WHAT YOU ARE ASKED TO DO:
Reproduce the listing below exactly. Pictures do not belong in the copy.

INFORMATION SUPPLIED:
----

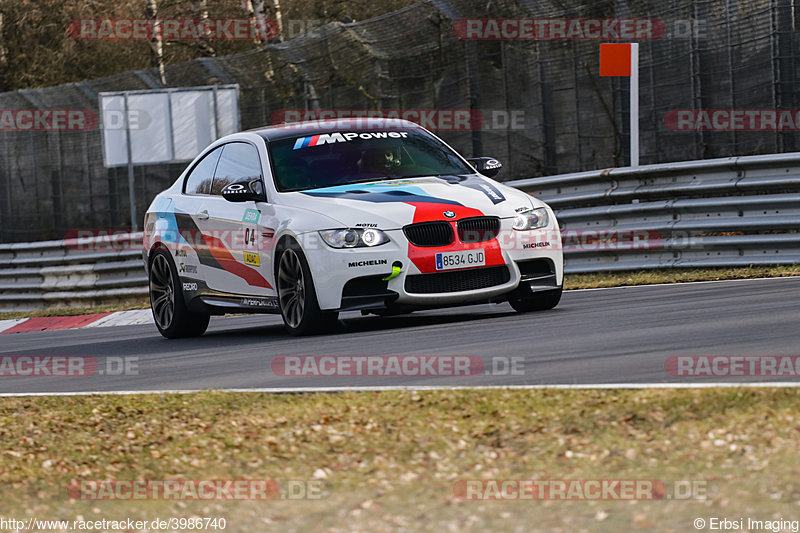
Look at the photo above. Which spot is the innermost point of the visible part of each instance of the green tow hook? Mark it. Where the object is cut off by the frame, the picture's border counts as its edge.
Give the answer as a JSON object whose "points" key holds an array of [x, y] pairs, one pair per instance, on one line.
{"points": [[397, 267]]}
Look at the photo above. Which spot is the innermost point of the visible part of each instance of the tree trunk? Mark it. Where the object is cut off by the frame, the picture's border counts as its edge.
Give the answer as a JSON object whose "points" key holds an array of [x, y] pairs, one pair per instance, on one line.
{"points": [[157, 42], [200, 11]]}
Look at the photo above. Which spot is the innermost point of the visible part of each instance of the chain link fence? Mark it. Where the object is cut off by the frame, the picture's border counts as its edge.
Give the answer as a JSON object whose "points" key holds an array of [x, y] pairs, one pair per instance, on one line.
{"points": [[536, 104]]}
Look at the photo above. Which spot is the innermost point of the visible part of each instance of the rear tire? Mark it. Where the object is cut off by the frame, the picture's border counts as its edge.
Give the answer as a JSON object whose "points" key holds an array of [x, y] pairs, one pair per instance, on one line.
{"points": [[537, 301], [170, 314], [297, 296]]}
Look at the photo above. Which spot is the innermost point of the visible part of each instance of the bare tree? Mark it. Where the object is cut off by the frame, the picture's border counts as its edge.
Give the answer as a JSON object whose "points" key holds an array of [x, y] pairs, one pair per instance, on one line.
{"points": [[278, 18], [258, 18], [3, 52], [200, 11], [157, 41]]}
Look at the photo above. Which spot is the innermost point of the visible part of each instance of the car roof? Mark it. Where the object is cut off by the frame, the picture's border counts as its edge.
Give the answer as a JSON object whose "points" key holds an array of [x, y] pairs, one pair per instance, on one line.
{"points": [[314, 127]]}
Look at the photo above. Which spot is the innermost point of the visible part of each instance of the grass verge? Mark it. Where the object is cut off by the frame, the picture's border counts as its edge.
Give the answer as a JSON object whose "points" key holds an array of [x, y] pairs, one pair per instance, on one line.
{"points": [[389, 460]]}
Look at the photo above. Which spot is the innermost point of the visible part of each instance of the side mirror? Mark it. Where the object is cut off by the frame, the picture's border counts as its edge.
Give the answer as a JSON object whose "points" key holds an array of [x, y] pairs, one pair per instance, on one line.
{"points": [[243, 191], [488, 166]]}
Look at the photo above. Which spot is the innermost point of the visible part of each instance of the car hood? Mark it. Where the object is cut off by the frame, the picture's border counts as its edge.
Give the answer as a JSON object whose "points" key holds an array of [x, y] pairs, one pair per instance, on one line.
{"points": [[391, 204]]}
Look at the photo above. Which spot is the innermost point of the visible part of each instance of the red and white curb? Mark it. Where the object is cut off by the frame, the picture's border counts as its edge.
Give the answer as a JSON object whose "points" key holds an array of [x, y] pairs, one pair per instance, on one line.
{"points": [[96, 320]]}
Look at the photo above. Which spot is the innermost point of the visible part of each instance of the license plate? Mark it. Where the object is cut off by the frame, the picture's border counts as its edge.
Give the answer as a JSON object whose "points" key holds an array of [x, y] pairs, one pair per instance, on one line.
{"points": [[465, 259]]}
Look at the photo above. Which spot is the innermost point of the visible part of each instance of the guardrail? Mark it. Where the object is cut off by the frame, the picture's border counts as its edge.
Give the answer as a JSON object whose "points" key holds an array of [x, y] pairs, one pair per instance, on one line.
{"points": [[715, 213], [72, 272]]}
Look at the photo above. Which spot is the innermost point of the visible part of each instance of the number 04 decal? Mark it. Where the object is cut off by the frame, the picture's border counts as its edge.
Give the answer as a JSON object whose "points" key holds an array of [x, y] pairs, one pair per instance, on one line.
{"points": [[249, 237]]}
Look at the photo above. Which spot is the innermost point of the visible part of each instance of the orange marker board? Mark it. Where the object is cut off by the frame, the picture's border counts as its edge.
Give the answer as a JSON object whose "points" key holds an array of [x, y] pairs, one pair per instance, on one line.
{"points": [[615, 59]]}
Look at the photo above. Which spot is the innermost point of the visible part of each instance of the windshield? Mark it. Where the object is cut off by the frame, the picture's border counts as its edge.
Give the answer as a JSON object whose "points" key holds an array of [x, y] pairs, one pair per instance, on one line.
{"points": [[338, 158]]}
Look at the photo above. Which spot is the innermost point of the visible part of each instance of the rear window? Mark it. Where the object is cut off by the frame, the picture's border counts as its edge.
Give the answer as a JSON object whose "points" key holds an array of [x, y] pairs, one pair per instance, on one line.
{"points": [[336, 158]]}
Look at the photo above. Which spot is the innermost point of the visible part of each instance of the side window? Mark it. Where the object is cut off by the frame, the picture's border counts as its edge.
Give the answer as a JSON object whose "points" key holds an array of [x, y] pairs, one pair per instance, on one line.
{"points": [[239, 161], [199, 179]]}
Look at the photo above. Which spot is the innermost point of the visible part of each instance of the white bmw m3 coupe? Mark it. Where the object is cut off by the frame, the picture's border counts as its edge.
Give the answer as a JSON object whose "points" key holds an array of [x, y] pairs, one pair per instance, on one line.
{"points": [[314, 218]]}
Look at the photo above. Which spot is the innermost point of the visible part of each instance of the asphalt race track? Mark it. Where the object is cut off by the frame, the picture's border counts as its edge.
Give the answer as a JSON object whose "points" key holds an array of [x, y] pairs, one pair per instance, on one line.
{"points": [[621, 335]]}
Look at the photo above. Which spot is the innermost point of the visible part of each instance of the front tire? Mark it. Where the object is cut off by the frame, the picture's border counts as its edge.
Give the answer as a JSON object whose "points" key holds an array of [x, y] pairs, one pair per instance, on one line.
{"points": [[537, 301], [297, 297], [170, 314]]}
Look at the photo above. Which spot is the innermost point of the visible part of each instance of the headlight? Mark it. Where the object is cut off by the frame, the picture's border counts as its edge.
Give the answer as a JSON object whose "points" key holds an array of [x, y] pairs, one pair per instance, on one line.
{"points": [[353, 237], [535, 218]]}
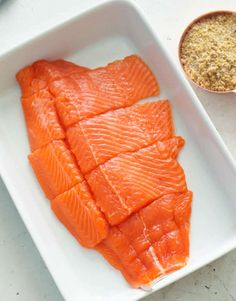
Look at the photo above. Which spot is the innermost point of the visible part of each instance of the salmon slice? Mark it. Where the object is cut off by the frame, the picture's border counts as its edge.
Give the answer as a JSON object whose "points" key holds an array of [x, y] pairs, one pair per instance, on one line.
{"points": [[77, 210], [91, 93], [55, 70], [55, 168], [98, 139], [152, 242], [130, 181], [36, 77], [41, 119], [29, 84]]}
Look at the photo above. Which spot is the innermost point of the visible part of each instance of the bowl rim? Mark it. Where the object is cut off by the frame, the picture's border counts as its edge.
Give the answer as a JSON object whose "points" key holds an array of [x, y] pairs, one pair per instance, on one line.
{"points": [[197, 19]]}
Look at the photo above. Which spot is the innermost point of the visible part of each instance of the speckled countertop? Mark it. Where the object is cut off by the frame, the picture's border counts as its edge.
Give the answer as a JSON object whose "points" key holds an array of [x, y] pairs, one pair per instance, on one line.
{"points": [[23, 275]]}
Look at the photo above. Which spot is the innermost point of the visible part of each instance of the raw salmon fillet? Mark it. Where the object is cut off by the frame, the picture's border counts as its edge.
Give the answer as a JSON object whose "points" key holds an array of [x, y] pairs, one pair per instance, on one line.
{"points": [[98, 139], [152, 242], [109, 167], [55, 70], [37, 76], [130, 181], [90, 93], [41, 119], [77, 210], [55, 167]]}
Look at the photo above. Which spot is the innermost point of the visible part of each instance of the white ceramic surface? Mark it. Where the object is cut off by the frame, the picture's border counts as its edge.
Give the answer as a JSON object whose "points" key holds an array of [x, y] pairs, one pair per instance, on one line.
{"points": [[80, 273]]}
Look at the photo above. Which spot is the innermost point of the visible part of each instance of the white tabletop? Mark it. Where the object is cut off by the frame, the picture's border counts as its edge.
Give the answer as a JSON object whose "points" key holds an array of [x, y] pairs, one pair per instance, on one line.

----

COMPLETE RESPONSE:
Look at the photo above. Which spot is the innermost point of the visible part of each instance of the green tow hook? Mark it. Where the object is cut off by the frame, the picture's border counts as its edge.
Give the answer as a JSON object whose "points" key holds an array of [x, y] pairs, one pair per instance, on one line.
{"points": [[397, 267]]}
Look at the photo above. Which spot is the innermost point of the visible part of each instance of the tree trunk? Mark it. Where the object is cut off by the frame, the picture's border counts as its edge.
Give the answer as a JSON object whose "points" key holds an array of [x, y] pairs, one pair per instance, on one line.
{"points": [[157, 42], [200, 11]]}
Look at the photo above. Which spot is the innermost point of the visible part of each instance of the chain link fence? Mark it. Where the object is cut off by the frame, the picture's border counts as its edge.
Give the answer as a JSON object whose "points" key holds an array of [x, y] pairs, one pair per instance, on one line.
{"points": [[536, 104]]}
Look at the photo above. Which spot is the innermost point of the visible part of each instance of the rear tire? Mark it. Where the object is cut off by the frame, the picture's border counts as its edge.
Give the answer as a JSON object whose "points" key holds an array of [x, y] pairs, one pair per instance, on one line.
{"points": [[537, 301], [170, 314], [297, 296]]}
Look at the photo above. Which spot is the innermost point of the visible part of each instance of the bare tree? Mark it. Where the object is cut off by the frame, the picture's border counts as its edge.
Give the answer as a JSON object whose "points" key holds an array of [x, y] pairs, one pair per instance, on one line.
{"points": [[278, 18], [258, 18], [3, 52], [200, 11], [157, 41]]}
Look at the photo above. Which spot is the innermost point of the visible part of each instance of the car roof? Mark it. Where the object is cut off by the frame, the picture's border counts as its edge.
Give the answer as a JSON object whose "points" key holds an array of [x, y] pairs, one pair per instance, on one line.
{"points": [[314, 127]]}
Look at the photo above. Which spot is the innermost point of the visible part of each instance of the grass verge? Mark it. Where the object is cut off by the frame, the picture's border counts as its edge.
Give the answer as a JSON object whose "points" key holds an array of [x, y] pairs, one pair per instance, on one line.
{"points": [[389, 460]]}
Look at the photo above. Which spot is the innermost point of the visible part of each instance of the side mirror? Mark it. Where the object is cut off by the frame, the picture's border counts as its edge.
Give the answer as a JSON object whose "points" key holds an array of [x, y] pairs, one pair per instance, on one line.
{"points": [[243, 191], [488, 166]]}
Look at the photo above. Which spot is the innermost point of the visible part of each instance of the car hood? Mark it. Where the object is cut off by the frame, the picture's border counts as its edge.
Give the answer as a JSON object whose "points" key holds an array of [x, y] pairs, one pair per instance, on one line.
{"points": [[391, 204]]}
Look at the photo above. Which spot is the innermost point of the visible part of each instance of the red and white curb? Mark it. Where the object is cut off by the frame, the picture's border counts as its edge.
Give the answer as a JSON object whose "points" key holds an array of [x, y] pairs, one pair per instance, on one line.
{"points": [[96, 320]]}
Look at the photo above. Which spot is the innermost point of the visible part of each instance of the license plate? Mark it. Where the object is cut off by the frame, the picture's border counts as its edge.
Give the answer as a JSON object whose "points" key holds an array of [x, y] pairs, one pair per instance, on one line.
{"points": [[465, 259]]}
Look at the photo above. Which spot is the innermost point of the visible part of each instance of the guardrail? Mark it. Where the object is cut off by the frame, the picture's border counts as its edge.
Give the answer as a JSON object whose "points" key holds an array of [x, y] pairs, one pair per instance, on one line.
{"points": [[715, 213], [72, 272]]}
Look at the photo above. Which spot is the innermost point of the visible part of each instance of the number 04 decal? Mark it. Where the object is cut off by the frame, the picture's border counts as its edge.
Give the answer as a JSON object whose "points" key holds an array of [x, y] pairs, one pair per instance, on one line.
{"points": [[249, 237]]}
Look at the photo above. Which spot is the innermost point of the visible part of each instance of the orange marker board? Mark it. Where the object is cut off by the frame, the picture's border counts as its edge.
Give the answer as a JSON object whose "points" key holds an array of [x, y] pairs, one pair per instance, on one line.
{"points": [[615, 59]]}
Look at the photo above. Which spot is the innermost point of the visible part of each instance of the windshield? Mark it. Where the object is cut off by the frame, the picture's border counts as its edge.
Give the answer as a JSON object whose "points" key holds an array of [x, y] pairs, one pair per instance, on one line.
{"points": [[338, 158]]}
Look at the photo above. Which spot is the innermost point of the visible part of each instance of the rear window? Mark it. Where the object is cut off by the frame, the picture's border counts as its edge.
Give the answer as a JSON object whose "points" key holds an array of [x, y] pairs, one pair per instance, on one line.
{"points": [[336, 158]]}
Look at the photo above. Which spot is the innermost point of the visible part of each instance of the side window? Mark it. Where the object is cut off by the frame, the picture's border counts as its edge.
Give the answer as a JSON object whose "points" key holds an array of [x, y] pairs, one pair per instance, on one line.
{"points": [[239, 161], [199, 179]]}
Look at the photo above. Which spot is the innermost point of the visible part of each instance of the white bmw m3 coupe? Mark it. Where the object is cut off by the frame, the picture's border counts as its edge.
Give the answer as a JSON object whose "points" key holds an array of [x, y] pairs, one pair per instance, on one line.
{"points": [[314, 218]]}
Look at the photo above. Which spot is the innermost point of the visible part of each instance of the asphalt race track? Mark it. Where the object is cut off by the frame, the picture's border counts as its edge.
Give the answer as a JSON object whose "points" key holds an array of [x, y] pairs, one pair per instance, on one line.
{"points": [[621, 335]]}
Look at the photo above. Which spot is the innermost point of the visible part of each instance of the front tire? Mark it. Where the object is cut off by the frame, the picture's border counts as its edge.
Give the answer as a JSON object whose "points" key holds an array of [x, y] pairs, one pair per instance, on one line.
{"points": [[537, 301], [297, 297], [170, 314]]}
Look at the photo above. Which spot is the innermost point of the visible part of each instance of the headlight? Mark it. Where the object is cut off by the frame, the picture's border counts as its edge.
Give the answer as a JSON object whose "points" key holds an array of [x, y] pairs, one pair per instance, on one line.
{"points": [[353, 237], [535, 218]]}
Look at the photo above. Which spot is the innermost point of the visible part of each instance of the salmon slice? Mark it. Where the object is cut off by the frame, the picture's border counts as its edge.
Give the answer as a JSON object whose "points" key holds an array of [x, y] pairs, one pair per instance, on one line.
{"points": [[77, 210], [91, 93], [55, 70], [55, 168], [98, 139], [152, 242], [130, 181], [36, 77], [41, 119], [29, 84]]}
Look at the photo above. Which spot is the innermost point of the visible part of each instance of the bowl rim? Mark it. Where the object is cut off by the frame, the picture's border counts as its edge.
Give the answer as a JSON object whose "points" key holds an array of [x, y] pairs, one pair per instance, on one line.
{"points": [[197, 19]]}
Look at the photo above. Which spot is the innermost point of the visible part of each instance of the speckled countertop? Mark it. Where the object is cut off by the frame, the picture's border counts as its edge.
Give the answer as a JSON object whose "points" key holds an array of [x, y] pairs, one pair per instance, on one line.
{"points": [[23, 275]]}
Look at the photo above. Which spot is the innermost point of the visible part of each instance of the raw salmon fillet? Mark it. Where the object is cut off by the frame, the picture's border counts as its edge.
Give the answer as a JSON object whose "points" key holds an array of [x, y] pairs, one pair per instance, on one line.
{"points": [[98, 139], [152, 242], [109, 167], [55, 70], [37, 76], [130, 181], [90, 93], [41, 119], [77, 210], [55, 167]]}
Look at the photo above. Which spot is the innermost point of the visible part of each instance of the white ceramic surface? Mark it. Where the object is cut off by the frame, the picture's border counts as its edge.
Give the answer as a JSON object whose "points" key holds an array of [x, y] pairs, one pair per instance, on one line.
{"points": [[80, 273]]}
Look at the photo above. Which spot is the innermost point of the visible part of each instance of the white tabletop? Mark it. Where the object is cut off by the frame, the picture's border counts as its edge.
Give the answer as a JSON object whose "points" key holds an array of [x, y] pairs, one pair per instance, on one line.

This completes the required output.